§ **What you need to do**
Reproduce the closing part of the entries exactly: the line with "Look at the photograph above. For each instance of the pale" and all lines after it, ending with the last line, and nothing else.

[Dataset entries]
:::

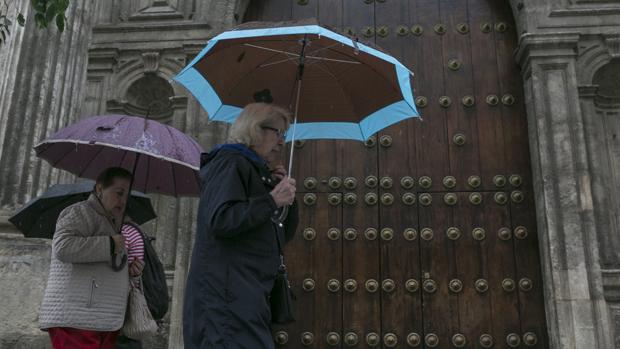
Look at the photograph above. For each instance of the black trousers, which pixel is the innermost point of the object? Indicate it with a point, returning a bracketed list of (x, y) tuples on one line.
[(123, 342)]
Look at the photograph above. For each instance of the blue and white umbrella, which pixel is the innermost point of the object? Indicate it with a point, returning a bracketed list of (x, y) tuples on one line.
[(350, 89)]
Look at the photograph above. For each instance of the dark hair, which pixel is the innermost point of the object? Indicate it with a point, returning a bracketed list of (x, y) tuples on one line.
[(107, 176)]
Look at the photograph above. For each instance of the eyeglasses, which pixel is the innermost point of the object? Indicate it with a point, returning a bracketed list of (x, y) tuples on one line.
[(279, 133)]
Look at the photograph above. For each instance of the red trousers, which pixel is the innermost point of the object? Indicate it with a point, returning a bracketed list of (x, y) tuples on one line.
[(72, 338)]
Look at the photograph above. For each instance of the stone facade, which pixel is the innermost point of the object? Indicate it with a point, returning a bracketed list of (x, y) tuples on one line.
[(119, 56)]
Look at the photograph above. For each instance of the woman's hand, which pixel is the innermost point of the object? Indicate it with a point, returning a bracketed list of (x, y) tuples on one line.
[(136, 267), (284, 193), (278, 173)]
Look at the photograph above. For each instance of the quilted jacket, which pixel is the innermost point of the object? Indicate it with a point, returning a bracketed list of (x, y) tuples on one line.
[(83, 291)]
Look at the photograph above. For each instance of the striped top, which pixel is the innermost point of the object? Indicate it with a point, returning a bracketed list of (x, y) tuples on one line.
[(133, 243)]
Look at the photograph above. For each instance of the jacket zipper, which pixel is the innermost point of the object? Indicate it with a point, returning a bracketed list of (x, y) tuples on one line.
[(93, 285)]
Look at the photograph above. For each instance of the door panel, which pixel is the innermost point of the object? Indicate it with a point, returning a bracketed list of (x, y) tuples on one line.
[(436, 241)]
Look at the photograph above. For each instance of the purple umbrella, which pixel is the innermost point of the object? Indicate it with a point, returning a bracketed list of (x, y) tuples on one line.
[(167, 159)]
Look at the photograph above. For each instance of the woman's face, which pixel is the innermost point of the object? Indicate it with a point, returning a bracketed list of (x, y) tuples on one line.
[(114, 197), (273, 141)]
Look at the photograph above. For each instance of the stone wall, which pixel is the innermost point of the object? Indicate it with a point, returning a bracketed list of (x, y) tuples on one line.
[(569, 53)]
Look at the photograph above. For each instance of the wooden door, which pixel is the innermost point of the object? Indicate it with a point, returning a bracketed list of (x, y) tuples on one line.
[(424, 236)]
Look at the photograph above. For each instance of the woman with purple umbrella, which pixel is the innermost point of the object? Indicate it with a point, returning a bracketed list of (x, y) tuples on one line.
[(236, 254), (86, 294)]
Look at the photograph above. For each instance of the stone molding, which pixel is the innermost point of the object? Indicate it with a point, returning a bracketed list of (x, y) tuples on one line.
[(577, 314)]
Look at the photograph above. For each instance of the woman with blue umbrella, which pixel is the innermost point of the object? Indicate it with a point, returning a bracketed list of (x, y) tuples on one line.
[(236, 253)]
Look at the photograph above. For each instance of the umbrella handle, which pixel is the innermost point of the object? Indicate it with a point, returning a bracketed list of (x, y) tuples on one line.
[(290, 161)]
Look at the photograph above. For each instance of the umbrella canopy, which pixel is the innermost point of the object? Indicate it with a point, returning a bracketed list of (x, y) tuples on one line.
[(166, 161), (37, 218), (350, 89)]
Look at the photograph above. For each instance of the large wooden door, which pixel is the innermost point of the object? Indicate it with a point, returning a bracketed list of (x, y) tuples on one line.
[(424, 236)]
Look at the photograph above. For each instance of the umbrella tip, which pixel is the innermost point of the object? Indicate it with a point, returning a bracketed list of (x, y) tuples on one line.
[(263, 96)]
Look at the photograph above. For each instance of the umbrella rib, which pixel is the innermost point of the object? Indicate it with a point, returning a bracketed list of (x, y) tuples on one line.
[(326, 69), (310, 57), (250, 72), (272, 50), (373, 69)]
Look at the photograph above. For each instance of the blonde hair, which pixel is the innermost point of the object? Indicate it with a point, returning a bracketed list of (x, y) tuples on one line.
[(247, 128)]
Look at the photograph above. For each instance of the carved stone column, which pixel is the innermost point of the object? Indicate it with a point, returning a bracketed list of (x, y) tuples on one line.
[(577, 315), (41, 92)]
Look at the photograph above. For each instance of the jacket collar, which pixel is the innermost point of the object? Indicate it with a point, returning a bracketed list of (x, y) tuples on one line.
[(96, 205)]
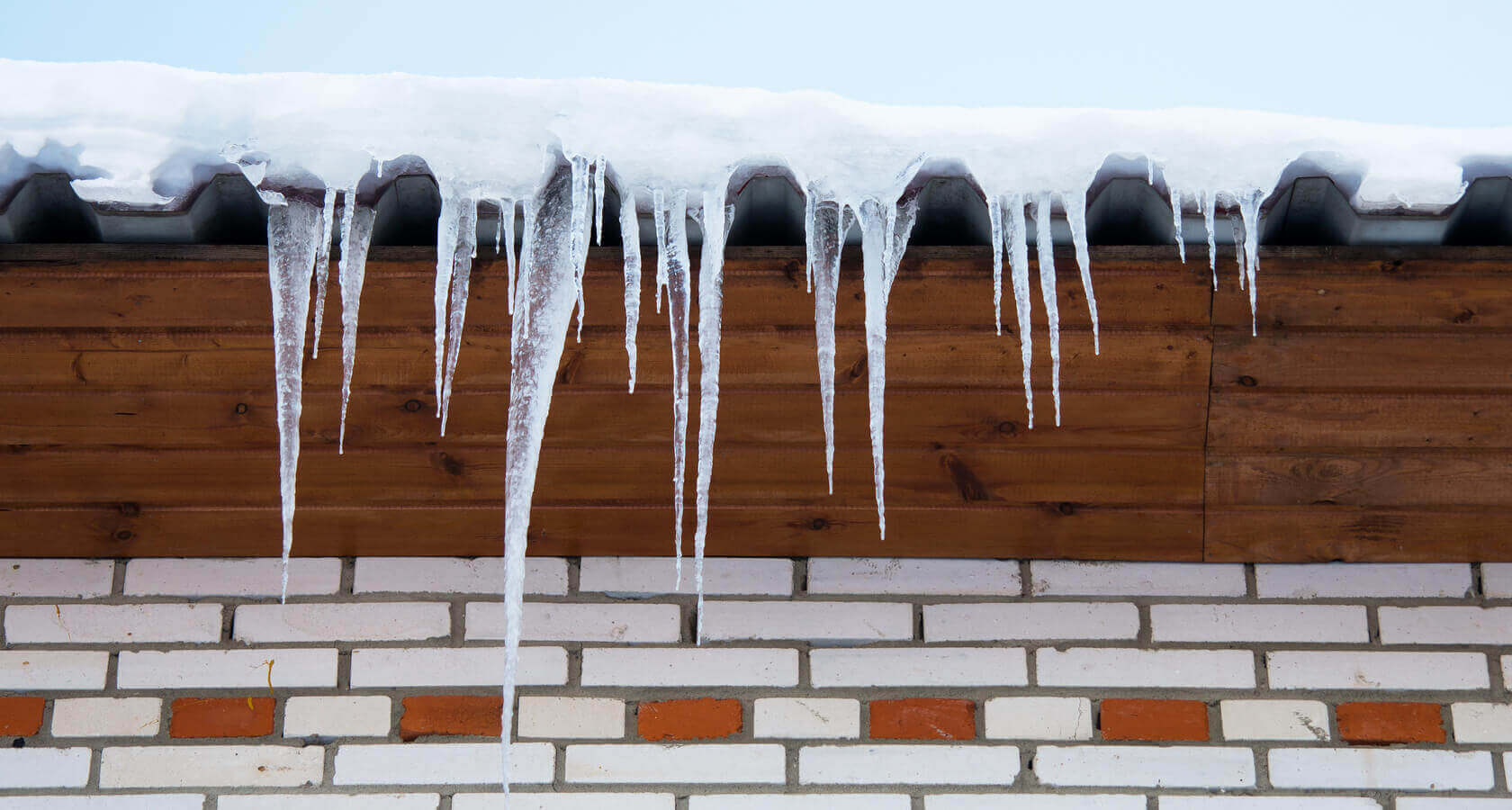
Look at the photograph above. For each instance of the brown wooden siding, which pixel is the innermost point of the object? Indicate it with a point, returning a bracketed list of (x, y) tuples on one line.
[(1369, 420)]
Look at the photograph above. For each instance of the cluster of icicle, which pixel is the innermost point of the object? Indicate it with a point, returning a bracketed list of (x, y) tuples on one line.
[(546, 286)]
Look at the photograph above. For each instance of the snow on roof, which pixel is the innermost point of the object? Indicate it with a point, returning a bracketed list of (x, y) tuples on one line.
[(147, 135)]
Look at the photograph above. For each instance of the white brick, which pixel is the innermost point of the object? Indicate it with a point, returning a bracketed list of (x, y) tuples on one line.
[(796, 801), (544, 576), (226, 669), (338, 716), (44, 767), (331, 801), (1033, 801), (212, 767), (1381, 768), (1260, 623), (827, 621), (995, 578), (112, 623), (1044, 620), (1496, 579), (907, 765), (806, 718), (106, 716), (915, 667), (564, 621), (673, 667), (1145, 767), (444, 763), (1038, 718), (656, 576), (38, 670), (1445, 626), (1436, 803), (454, 667), (57, 578), (571, 718), (333, 621), (1363, 579), (1372, 670), (744, 763), (1292, 720), (1482, 721), (564, 801), (1136, 579), (1269, 803), (135, 801), (1147, 669), (231, 578)]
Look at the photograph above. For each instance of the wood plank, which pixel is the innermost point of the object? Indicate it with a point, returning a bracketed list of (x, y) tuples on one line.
[(752, 475), (1351, 534), (1022, 532), (1131, 360), (1249, 418), (384, 418), (1361, 478)]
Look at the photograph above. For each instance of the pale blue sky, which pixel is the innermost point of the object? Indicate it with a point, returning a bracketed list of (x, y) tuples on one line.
[(1438, 62)]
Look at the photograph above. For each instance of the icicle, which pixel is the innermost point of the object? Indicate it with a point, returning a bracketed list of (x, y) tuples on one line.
[(580, 233), (671, 254), (357, 231), (826, 239), (546, 295), (448, 230), (711, 301), (1077, 218), (995, 218), (599, 168), (507, 226), (322, 268), (1047, 256), (462, 282), (885, 235), (660, 220), (1249, 211), (293, 231), (1175, 222), (1020, 266), (631, 238), (1209, 202)]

:::

§ **Result of the exercise**
Look at the photograph above. For each instance of the pale blue sky, which pixel is the innermost point of the object? Indicate it with a point, returning a bracketed list of (x, y) tuples on one line.
[(1438, 62)]
Look at the photograph above. For each instance of the icicle, which pixel is the innermost point of the object? Indicate it with a point, returning a bracketed list of (x, y) tuples on one line.
[(580, 233), (671, 254), (357, 231), (826, 239), (546, 295), (448, 230), (711, 301), (1077, 218), (995, 218), (599, 168), (507, 226), (322, 268), (1047, 256), (462, 282), (885, 235), (660, 220), (1249, 211), (293, 231), (1175, 222), (1020, 266), (631, 238), (1209, 202)]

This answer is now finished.